**GIVEN DATA:**
-*-*-
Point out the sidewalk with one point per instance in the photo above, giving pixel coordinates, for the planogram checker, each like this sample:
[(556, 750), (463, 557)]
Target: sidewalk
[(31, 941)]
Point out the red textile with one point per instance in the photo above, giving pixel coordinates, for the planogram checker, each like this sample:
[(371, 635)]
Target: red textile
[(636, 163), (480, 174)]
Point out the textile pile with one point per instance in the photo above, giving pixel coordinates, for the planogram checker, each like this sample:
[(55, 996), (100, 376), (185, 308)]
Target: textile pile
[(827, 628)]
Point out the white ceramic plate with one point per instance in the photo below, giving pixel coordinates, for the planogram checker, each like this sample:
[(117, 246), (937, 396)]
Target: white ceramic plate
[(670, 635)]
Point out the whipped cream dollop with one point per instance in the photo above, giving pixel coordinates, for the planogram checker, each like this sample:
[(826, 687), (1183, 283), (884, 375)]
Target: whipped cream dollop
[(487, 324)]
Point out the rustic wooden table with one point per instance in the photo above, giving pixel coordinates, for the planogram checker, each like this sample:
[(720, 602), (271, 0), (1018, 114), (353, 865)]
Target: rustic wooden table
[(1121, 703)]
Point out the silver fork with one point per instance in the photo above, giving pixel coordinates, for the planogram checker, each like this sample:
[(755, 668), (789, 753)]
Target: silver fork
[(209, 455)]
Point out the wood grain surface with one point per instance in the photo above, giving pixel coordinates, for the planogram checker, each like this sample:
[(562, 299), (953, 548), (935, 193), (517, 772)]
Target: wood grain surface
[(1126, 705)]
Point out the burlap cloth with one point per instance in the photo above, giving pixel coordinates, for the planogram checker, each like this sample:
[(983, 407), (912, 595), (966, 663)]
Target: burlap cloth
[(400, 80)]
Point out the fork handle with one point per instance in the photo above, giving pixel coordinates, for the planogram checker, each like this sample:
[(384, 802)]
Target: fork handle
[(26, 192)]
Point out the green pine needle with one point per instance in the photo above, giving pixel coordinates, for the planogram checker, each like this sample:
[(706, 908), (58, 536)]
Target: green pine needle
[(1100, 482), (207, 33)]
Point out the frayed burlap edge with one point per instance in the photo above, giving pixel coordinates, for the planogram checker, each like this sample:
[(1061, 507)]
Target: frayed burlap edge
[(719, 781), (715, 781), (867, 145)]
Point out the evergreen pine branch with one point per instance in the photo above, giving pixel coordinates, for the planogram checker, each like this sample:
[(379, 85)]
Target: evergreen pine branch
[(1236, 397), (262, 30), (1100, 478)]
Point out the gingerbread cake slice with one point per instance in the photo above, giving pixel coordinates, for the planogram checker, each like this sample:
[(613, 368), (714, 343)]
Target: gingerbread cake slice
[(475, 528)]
-*-*-
Please arrange the data above as a numbered list, starting at its first line and stopping after the line that contains "[(1126, 705)]". Leave out any blank lines.

**CORRECT RESULT:**
1. Point out the sidewalk with one point per instance in the photo above, giving pixel coordinates, for the planogram checker, each like this sample:
2. [(556, 750), (463, 557)]
3. Target: sidewalk
4. [(31, 941)]
5. Point out the red textile with one point per instance in the photo above, giving pixel coordinates, for the planogram checker, each like this sample:
6. [(371, 635)]
7. Target: red textile
8. [(636, 163), (480, 174)]
9. Point out the textile pile with one point per instance in the photo above, giving pixel coordinates, for the planogram checker, each like this sample:
10. [(55, 996), (100, 376), (185, 308)]
11. Target: textile pile
12. [(827, 628)]
13. Point out the white ceramic plate with one point per instance in the photo below, giving pixel coordinates, for the planogram checker, each like this sample:
14. [(117, 246), (937, 396)]
15. Target: white ceramic plate
16. [(670, 635)]
17. Point out the whipped cream dollop with one point per instance in the photo above, giving pixel coordinates, for the planogram checker, each like this sample:
18. [(826, 687), (1183, 283), (884, 375)]
19. Target: whipped cream dollop
20. [(487, 324)]
21. Point out the rustic wooden table with one point per instance in the photo above, giving pixel coordinates, for the planogram checker, each like this sample:
22. [(720, 602), (271, 0), (1018, 114), (353, 865)]
23. Target: rustic wooden table
24. [(1121, 703)]
25. Point out the silver fork with one point per instance in the photo above, giving pixel coordinates, for the planogram checker, each like this sample:
26. [(755, 668), (789, 753)]
27. Target: silver fork
28. [(209, 455)]
29. Point out the wood grain surface with one point per instance in the photo above, giving pixel coordinates, for the planogram checker, each like this sample:
30. [(562, 299), (953, 548), (935, 193), (517, 772)]
31. Target: wood grain surface
32. [(1126, 705)]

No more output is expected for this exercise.